## [Data supplied]

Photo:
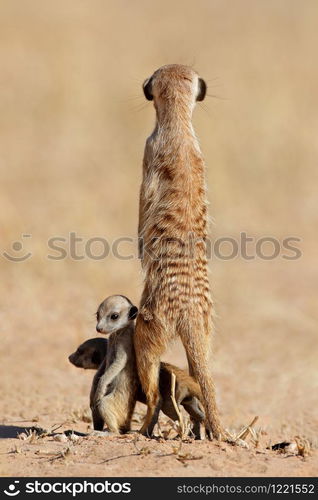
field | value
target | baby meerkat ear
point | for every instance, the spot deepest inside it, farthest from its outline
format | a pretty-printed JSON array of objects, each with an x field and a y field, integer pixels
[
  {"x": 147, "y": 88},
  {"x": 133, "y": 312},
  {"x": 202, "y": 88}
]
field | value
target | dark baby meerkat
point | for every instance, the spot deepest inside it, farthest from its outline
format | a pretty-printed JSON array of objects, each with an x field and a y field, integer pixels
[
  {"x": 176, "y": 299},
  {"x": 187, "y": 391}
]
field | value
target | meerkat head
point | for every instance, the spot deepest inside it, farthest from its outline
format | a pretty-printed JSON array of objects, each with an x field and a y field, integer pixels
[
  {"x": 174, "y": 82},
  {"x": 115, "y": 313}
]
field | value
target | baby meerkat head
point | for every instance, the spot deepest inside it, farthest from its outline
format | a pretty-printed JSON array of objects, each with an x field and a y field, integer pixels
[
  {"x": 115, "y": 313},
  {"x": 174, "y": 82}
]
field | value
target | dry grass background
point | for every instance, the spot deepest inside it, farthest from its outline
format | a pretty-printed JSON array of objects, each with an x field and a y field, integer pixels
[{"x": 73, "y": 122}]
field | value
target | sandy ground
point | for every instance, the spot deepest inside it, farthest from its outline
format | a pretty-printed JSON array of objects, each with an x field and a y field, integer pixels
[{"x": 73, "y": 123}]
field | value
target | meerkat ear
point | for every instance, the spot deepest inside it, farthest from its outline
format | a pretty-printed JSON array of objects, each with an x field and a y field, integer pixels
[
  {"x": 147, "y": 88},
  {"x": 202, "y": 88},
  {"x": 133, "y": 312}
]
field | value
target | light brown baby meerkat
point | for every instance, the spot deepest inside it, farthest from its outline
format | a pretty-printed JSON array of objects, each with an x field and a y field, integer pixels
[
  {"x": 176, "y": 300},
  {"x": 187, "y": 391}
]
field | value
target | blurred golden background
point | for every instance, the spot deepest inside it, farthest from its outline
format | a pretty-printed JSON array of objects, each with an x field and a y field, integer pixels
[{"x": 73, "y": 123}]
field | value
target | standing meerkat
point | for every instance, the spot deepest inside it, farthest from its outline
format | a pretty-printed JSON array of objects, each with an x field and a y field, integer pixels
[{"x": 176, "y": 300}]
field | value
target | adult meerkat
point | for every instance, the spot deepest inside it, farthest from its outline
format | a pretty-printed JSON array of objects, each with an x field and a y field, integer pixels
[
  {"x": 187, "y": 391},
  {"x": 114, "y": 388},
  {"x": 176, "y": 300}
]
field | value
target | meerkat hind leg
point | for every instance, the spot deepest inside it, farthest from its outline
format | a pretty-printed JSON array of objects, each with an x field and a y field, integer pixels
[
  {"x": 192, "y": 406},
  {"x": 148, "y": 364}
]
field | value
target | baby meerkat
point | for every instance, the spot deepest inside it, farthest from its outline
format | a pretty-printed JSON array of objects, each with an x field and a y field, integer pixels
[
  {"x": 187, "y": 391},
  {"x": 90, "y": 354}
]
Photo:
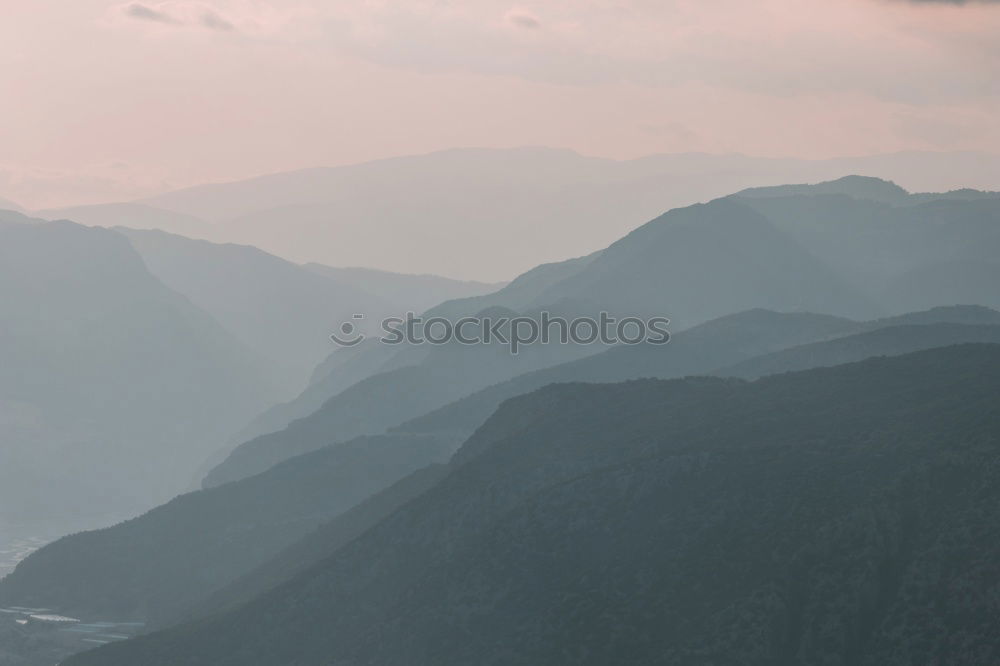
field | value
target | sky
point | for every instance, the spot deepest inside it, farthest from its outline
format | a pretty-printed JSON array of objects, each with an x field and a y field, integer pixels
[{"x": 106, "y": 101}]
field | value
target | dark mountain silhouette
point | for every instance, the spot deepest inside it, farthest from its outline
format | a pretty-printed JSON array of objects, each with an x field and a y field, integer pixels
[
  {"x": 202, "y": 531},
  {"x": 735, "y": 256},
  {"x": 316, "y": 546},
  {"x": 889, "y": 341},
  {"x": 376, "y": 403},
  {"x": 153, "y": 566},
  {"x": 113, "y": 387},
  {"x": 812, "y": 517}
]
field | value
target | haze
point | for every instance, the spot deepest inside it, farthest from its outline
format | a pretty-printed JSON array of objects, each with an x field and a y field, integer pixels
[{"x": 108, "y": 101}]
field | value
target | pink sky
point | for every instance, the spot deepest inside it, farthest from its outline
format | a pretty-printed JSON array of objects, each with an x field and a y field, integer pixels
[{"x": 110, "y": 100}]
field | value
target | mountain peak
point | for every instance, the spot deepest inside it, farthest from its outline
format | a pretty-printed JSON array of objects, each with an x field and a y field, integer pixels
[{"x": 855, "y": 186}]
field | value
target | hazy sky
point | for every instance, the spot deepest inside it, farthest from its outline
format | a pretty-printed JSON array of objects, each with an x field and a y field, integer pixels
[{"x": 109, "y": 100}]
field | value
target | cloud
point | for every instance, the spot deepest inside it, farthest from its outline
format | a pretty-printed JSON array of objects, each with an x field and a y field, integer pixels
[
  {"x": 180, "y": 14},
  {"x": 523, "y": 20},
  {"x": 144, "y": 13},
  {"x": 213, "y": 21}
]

--

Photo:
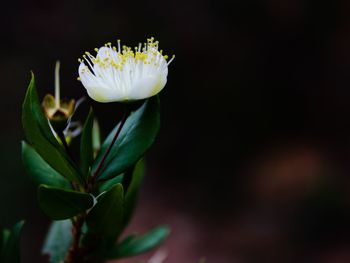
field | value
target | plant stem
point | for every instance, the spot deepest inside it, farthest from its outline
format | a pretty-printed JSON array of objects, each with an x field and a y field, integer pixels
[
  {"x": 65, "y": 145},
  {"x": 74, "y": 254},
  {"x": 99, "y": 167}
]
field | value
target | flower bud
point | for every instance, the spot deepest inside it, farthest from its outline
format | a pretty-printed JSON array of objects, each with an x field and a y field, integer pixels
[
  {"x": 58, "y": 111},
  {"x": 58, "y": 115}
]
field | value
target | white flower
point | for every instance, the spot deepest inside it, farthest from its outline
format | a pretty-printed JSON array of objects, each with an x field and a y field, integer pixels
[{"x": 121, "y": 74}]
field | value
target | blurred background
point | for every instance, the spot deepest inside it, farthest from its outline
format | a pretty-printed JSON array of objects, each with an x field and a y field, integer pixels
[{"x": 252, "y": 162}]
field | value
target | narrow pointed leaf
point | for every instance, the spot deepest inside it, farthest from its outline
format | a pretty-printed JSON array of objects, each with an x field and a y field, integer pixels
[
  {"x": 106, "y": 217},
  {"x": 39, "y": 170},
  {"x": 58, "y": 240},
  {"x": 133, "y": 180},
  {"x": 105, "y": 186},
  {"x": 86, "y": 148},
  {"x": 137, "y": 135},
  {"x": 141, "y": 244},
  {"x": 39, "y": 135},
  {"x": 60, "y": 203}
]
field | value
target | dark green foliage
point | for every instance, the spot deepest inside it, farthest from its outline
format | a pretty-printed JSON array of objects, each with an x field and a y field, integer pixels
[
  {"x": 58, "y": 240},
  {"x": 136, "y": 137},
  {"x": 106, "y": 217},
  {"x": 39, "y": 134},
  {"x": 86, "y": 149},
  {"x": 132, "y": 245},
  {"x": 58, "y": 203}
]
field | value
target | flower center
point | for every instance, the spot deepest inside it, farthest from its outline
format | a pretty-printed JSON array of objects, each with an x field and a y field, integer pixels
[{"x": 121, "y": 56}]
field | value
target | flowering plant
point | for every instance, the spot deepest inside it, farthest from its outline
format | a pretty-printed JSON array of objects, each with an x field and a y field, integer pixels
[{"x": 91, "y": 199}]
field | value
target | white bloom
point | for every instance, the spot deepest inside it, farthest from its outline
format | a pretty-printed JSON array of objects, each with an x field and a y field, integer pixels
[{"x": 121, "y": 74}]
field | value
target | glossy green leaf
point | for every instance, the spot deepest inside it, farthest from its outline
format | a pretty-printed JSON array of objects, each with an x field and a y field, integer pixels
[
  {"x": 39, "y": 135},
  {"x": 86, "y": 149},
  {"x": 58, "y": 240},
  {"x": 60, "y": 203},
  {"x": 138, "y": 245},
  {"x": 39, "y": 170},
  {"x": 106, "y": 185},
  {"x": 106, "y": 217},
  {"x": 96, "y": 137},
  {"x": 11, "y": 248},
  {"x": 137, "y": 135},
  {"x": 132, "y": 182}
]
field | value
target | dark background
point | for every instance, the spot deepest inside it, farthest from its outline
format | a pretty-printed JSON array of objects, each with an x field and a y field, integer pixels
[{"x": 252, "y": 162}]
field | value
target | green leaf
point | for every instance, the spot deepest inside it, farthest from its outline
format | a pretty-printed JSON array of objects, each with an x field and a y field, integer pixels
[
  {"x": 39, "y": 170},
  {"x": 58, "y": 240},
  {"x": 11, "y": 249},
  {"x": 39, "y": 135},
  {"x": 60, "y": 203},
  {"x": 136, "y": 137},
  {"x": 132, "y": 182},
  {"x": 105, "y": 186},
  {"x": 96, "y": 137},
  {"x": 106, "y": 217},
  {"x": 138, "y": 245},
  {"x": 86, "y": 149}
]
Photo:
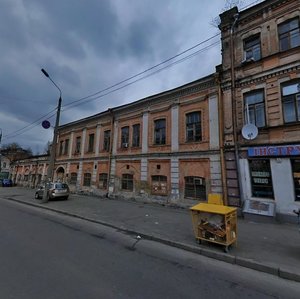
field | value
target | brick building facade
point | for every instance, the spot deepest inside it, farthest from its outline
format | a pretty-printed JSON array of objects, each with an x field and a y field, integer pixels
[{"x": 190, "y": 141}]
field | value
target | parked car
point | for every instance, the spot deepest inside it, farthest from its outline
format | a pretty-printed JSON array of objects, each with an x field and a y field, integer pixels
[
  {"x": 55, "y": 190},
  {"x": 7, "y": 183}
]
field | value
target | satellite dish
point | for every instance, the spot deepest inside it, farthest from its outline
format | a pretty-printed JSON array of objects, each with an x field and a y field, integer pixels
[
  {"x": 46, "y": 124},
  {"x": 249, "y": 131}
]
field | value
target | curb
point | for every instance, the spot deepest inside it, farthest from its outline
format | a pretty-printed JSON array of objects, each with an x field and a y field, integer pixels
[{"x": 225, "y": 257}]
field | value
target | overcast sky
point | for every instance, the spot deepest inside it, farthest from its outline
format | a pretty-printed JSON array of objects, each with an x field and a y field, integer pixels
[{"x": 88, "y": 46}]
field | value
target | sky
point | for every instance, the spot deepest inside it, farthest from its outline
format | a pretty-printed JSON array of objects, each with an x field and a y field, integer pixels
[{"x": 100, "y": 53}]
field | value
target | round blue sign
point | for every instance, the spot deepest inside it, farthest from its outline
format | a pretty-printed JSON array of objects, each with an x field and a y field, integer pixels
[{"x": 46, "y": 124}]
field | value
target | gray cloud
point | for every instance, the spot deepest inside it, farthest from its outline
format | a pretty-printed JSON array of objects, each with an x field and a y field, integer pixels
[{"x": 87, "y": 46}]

## [Task description]
From the listing above, extract every line that contains the string "background", matching case exactly.

## [Solution for this exercise]
target | dry grass background
target | blurred golden background
target | blurred background
target | dark background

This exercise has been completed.